Extract provided =>
For optimal separation efficiency, the gas flow should be distributed as evenly as possible across the upstream face of the demisting equipment. Uneven distribution can result in a substantial drop in separation performance and an increase in liquid carryover.
Liquid carryover from a demisting device operating within its designated range generally stems from two factors, which usually occur simultaneously:
1. Droplet capture capabilities of the demisting device
If the mist flow contains droplets smaller than those the demisting device is capable of fully separating, some of the incoming droplets will pass through the device, leading to carryover.
2. Re-entrainment of liquid into the gas within the demisting device
After separation, the liquid remains in contact with the gas flow for a period before it drains from the device’s separation zone. During this time, some of the separated liquid may be re-entrained by the gas and carried to the device's outlet, adding to the carryover.
These two effects counterbalance each other with respect to gas flow. If the gas flow is increased to enhance droplet capture and reduce carryover (factor 1), it also raises the shear forces and increases the rate of re-entrainment (factor 2). Therefore, an optimal operating point or range exists, where the total carryover is minimized, depending on the operating conditions (such as fluid flow rates, properties, and incoming droplet size distribution).
Agglomerators
An agglomerator can be used in addition to the mist eliminator. Agglomerators are typically not required for every application. An agglomerator is typically used in the following situations:
1. When the liquid load to the mist eliminator is high
2. When the expected droplet size is small, for example due to challenging upstream piping conditions
3. When the inlet momentum or inlet gas velocity to the vessel is high.
In the above mentioned situations, the agglomerator has three functions:
1. Pre-separate a portion of the liquid to offload the mist eliminator
2. Agglomerate small droplets to larger droplets which can be separated easier by the mist eliminator
3. Improve the flow distribution to the downstream mist eliminator
Mesh or vanes described below are used as agglomerators.
Mist eliminators
The main types of demisting devices (Refer to [1], [2], and [3]) used in separators are:
1. Mesh pads
2. Vane packs
3. Demisting cyclones
Their main method of separation is direct or inertial interception. For other types of mist eliminators, refer to [4].
Key characteristics of the mist eliminators are compared in Table 1 below.
Table 1: Relative performance characteristics of mist eliminators.
| Characteristic | Mesh | Vane | Axial Flow Cyclone |
| Separation mechanism | Inertial/direct interception | Inertial interception | Inertial interception |
| Gas capacity | Moderate | High | Very high |
| Liquid capacity | Moderate | Moderate | High |
| Turndown gas capacity (max/min) | 4 | 3 | 3 |
| Fouling tendency (e.g. paraffins, asphaltenes | High | Moderate to high | Low to moderate |
| Droplet removal range | See Figure 1 | See Figure 1 | See Figure 1 |
| Pressure drop1 | Low | Low | Moderate |
Note 1: For low-pressure drop mist eliminators, flow distribution can be an issue.

Extracted entries =>
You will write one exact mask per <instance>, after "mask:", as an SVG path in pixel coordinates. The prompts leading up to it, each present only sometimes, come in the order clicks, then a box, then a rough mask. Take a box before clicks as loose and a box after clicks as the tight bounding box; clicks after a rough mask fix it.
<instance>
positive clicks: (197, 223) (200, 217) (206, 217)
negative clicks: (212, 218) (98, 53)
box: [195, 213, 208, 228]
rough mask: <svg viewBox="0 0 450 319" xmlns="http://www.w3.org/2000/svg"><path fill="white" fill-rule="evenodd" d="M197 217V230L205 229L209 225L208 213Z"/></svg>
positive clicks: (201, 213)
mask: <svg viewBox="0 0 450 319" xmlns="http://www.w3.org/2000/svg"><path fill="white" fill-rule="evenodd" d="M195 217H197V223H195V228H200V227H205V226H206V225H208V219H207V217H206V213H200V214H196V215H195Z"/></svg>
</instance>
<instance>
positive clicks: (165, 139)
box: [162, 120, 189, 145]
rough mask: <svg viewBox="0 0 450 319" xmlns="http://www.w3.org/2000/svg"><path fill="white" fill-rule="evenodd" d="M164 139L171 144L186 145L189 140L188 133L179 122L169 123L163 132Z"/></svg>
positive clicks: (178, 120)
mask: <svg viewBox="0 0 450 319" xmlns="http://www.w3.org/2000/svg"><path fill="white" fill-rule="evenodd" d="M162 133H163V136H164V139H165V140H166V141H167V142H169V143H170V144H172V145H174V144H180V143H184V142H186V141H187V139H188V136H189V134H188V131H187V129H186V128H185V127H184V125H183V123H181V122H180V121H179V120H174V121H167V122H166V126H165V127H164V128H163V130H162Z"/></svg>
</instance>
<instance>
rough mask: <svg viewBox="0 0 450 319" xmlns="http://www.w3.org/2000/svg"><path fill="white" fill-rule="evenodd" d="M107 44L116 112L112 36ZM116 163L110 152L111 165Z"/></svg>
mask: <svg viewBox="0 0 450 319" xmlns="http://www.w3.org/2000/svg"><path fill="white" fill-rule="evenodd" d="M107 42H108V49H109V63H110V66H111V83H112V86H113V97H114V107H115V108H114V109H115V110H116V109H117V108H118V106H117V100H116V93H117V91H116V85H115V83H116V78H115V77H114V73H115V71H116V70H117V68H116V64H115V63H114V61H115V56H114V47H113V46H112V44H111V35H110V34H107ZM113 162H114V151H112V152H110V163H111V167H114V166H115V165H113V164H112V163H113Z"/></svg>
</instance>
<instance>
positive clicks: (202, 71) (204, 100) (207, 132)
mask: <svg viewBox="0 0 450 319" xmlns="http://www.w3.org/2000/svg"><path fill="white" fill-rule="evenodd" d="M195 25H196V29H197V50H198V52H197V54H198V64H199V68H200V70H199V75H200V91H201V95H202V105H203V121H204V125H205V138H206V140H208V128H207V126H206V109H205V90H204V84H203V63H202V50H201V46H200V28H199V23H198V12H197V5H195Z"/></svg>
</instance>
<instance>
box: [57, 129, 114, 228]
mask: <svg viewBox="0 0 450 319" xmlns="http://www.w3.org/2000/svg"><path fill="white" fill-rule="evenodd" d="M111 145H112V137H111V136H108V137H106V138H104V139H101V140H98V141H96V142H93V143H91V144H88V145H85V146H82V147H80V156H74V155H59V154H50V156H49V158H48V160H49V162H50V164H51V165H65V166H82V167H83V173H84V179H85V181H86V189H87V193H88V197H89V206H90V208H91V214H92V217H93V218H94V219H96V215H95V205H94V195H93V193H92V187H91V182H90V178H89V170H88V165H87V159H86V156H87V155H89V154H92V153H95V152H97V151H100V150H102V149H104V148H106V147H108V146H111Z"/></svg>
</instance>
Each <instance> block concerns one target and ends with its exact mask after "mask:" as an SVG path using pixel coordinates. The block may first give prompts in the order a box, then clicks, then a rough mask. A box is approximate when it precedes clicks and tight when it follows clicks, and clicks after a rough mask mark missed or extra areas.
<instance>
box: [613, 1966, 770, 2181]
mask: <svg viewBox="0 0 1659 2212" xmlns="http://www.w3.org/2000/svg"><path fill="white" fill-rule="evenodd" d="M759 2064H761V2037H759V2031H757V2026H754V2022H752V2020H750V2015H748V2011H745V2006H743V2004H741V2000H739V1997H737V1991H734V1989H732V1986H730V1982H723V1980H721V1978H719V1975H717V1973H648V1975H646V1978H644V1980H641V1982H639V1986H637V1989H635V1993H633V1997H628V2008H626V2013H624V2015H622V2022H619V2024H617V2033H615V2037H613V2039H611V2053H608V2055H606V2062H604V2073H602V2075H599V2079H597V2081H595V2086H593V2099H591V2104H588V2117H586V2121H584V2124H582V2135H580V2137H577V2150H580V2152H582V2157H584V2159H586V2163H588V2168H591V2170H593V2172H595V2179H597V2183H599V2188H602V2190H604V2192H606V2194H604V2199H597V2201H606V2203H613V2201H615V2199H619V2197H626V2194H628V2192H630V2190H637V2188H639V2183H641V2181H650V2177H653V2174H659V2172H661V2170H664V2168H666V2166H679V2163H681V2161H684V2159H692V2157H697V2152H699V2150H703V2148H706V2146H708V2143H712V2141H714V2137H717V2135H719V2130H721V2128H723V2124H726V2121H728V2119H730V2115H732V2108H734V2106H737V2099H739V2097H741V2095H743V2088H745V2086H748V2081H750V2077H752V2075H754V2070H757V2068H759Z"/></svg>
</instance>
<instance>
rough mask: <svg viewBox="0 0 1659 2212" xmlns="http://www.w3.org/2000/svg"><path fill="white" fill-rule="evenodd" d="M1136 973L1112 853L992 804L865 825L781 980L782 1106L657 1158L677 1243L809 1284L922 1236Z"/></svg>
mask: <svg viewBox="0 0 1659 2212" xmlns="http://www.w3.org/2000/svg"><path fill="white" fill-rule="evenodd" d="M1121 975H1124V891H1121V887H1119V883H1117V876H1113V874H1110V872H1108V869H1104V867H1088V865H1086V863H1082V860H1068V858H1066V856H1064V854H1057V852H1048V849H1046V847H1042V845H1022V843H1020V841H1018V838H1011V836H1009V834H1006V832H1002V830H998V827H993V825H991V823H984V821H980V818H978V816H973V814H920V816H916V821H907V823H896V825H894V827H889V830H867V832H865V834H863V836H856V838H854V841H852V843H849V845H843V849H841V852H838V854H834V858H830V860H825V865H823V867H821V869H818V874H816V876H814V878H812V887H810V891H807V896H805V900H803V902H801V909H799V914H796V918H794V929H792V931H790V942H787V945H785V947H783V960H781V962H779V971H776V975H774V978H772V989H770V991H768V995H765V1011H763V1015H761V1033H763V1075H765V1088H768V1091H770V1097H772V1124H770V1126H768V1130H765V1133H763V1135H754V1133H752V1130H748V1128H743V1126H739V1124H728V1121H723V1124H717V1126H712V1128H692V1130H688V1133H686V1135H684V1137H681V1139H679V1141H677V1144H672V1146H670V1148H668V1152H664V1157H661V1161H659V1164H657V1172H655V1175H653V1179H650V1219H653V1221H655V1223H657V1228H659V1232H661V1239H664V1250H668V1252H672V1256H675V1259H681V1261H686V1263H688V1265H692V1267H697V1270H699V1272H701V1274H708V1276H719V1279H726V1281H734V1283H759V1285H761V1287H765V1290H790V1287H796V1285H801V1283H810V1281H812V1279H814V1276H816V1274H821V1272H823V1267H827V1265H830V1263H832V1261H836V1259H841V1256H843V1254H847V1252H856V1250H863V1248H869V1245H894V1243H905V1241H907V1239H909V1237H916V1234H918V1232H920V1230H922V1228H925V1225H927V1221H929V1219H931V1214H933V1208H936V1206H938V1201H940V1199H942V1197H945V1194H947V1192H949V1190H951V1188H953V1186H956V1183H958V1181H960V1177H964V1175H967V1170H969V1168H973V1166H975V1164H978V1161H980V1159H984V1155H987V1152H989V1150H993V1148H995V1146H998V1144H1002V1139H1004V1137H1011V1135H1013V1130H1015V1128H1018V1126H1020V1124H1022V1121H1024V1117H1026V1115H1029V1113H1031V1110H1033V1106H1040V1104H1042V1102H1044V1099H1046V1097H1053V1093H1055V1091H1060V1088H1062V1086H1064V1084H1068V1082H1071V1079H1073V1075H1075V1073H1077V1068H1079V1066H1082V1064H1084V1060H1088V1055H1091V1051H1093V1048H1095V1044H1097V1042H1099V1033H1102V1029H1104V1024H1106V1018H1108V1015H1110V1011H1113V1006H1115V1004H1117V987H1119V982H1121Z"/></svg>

Questions =>
(1) Translate this sentence from the demisting text into Spanish: "Agglomerators are typically not required for every application."
(2) Count the lines of the listing that contain the word "coordinates", and reply with the number alone.
The demisting text and the listing are unrelated material.

Expected responses =>
(1) Los aglomeradores normalmente no son necesarios en todas las aplicaciones.

(2) 2